Making the Commitment: Fostering

Guest post by Michael and LaShaun Wallace. The Wallaces are parents to four, including a child who was adopted from foster care, and have just become non-relative caregivers of an infant. Michael writes for ESPN.com and LaShaun is a board member for the Florida State Foster/Adoptive Parent Association and National Foster Parent Association.

Like any other challenging and rewarding venture in life, fostering offers a wide range of experiences. Some good. Some not so good. But it’s all well worth it.

We are former foster parents and have three biological children and one adopted child. Here are a few things we’ve learned along the way:

1. YOU are making a difference in a child’s life. Don’t let others’ misconceptions of foster care stop you from telling everyone you know, “I am proud to be a foster parent.” Your commitment and excitement is the best recruitment tool ever.

2. Fostering is a full-time job, just like parenting biological children. I used to feel bad when being placed with an infant and I couldn’t answer the phones or reply to emails as quickly, but then I had an “ah ha” moment: I didn’t feel bad with my biological children because I was expected to have crazy days. No difference here. There are no “off” days in fostering but if you do need a break, utilize respite care or babysitting services and don’t feel guilty about it.
__________________________________________________
TASKS TO CARRY OUT ->
A – From the fostering guest post, pull out word for word the passage that begins with the words containing "Like any other" and ends with "recruitment tool ever.".
B – Carry the fostering guest post on past its final sentence, adding the list entries that would come next.

STUDY MATERIAL ->
__________________________________________________
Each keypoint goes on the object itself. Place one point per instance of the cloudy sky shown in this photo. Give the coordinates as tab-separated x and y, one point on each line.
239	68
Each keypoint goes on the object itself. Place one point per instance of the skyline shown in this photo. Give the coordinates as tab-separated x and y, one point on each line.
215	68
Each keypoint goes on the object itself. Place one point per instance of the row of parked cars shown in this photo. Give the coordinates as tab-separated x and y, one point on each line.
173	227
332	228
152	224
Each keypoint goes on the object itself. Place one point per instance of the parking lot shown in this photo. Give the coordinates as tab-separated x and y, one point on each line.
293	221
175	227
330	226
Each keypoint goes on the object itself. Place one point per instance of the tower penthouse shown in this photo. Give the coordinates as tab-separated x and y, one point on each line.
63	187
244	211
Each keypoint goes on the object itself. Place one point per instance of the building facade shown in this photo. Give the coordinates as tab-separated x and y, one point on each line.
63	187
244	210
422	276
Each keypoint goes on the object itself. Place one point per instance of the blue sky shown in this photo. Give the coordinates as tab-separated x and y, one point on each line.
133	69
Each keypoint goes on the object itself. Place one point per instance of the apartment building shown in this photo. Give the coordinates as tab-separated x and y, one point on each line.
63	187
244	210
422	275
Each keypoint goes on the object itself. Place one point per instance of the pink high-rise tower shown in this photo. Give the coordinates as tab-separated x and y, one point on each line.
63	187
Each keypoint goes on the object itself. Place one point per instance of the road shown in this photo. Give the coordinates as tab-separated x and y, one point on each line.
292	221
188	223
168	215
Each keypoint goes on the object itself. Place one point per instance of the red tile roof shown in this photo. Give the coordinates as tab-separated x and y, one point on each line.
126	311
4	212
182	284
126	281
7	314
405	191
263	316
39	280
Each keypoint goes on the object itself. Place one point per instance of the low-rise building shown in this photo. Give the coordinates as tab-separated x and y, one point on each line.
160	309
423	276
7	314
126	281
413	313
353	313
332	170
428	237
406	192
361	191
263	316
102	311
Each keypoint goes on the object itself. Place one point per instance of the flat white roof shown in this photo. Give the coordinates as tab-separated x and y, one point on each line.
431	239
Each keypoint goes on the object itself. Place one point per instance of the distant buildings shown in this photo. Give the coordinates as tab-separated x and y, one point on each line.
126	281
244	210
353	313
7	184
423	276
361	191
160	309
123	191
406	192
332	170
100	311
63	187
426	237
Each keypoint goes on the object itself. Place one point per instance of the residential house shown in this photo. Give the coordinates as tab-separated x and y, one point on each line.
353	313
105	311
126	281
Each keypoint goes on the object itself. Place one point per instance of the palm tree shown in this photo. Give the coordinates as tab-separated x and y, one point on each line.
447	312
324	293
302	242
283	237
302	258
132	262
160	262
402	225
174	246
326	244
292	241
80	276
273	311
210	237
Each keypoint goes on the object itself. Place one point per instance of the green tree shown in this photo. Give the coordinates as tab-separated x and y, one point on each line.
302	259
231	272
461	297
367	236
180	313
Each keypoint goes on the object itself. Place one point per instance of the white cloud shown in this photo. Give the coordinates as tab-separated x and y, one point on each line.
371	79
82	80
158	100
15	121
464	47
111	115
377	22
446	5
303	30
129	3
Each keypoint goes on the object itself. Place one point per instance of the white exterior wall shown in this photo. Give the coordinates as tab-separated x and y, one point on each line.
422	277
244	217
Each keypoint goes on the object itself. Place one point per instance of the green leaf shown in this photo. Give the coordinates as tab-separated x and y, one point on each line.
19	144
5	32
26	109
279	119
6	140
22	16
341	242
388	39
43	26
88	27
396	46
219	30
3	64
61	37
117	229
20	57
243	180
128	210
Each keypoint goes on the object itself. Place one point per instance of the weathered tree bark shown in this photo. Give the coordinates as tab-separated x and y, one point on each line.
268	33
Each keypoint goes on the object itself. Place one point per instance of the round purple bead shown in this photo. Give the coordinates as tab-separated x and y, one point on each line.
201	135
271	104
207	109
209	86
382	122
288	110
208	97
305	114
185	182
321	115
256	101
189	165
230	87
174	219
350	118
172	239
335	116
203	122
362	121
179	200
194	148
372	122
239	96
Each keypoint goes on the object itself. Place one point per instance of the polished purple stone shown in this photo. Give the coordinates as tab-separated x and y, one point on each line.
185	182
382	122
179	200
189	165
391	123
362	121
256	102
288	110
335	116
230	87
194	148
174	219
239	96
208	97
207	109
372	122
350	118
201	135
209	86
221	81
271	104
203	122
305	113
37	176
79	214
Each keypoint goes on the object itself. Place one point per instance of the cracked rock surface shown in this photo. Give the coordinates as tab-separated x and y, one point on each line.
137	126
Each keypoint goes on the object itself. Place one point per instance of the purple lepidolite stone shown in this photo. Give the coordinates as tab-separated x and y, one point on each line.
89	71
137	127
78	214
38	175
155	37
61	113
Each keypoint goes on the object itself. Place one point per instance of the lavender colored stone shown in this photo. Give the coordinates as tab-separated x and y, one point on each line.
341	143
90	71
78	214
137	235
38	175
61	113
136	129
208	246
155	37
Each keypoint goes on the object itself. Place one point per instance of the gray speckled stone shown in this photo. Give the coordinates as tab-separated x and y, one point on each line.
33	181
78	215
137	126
__________________________________________________
TASK RESPONSES ->
A –
Like any other challenging and rewarding venture in life, fostering offers a wide range of experiences. Some good. Some not so good. But it’s all well worth it.

We are former foster parents and have three biological children and one adopted child. Here are a few things we’ve learned along the way:

1. YOU are making a difference in a child’s life. Don’t let others’ misconceptions of foster care stop you from telling everyone you know, “I am proud to be a foster parent.” Your commitment and excitement is the best recruitment tool ever.

B –
3. You can’t take away a child’s pain from losing his or her parent, even if it’s temporarily. You can only be there, in the moment, when the pain is too much to bear. Even sitting in silence is better than not being there.

4. Celebrate successes, no matter how minor. Along the same lines, don’t ignore bad behavior, no matter how minor. Sometimes, as foster parents, we may never have a complete picture of what the child’s life was like beforehand so establish your ground rules for rewards and discipline upfront. Remain the steady force in the child’s life so that they will learn to balance the good with the bad.

5. Not every placement is the “right” placement for you. You have to be comfortable in knowing what you can handle and what you can’t handle. Don’t be discouraged if it doesn’t work out; just remain confident in the fact that you provided what you could to the best of your ability.

6. Fostering challenges marriages. You MUST maintain a healthy relationship because there will now be 10 times more people in your lives — children, biological parents, biological siblings, caseworkers, healthcare professionals, etc. — all with differing personalities and opinions and who all need your time. And just as you would with biological children, stay united in providing care and discipline.

7. You don’t have to do it alone. There are organizations and associations to support you. Don’t ever feel that your situation is too unique; share your concerns with others and don’t be afraid to ask for help.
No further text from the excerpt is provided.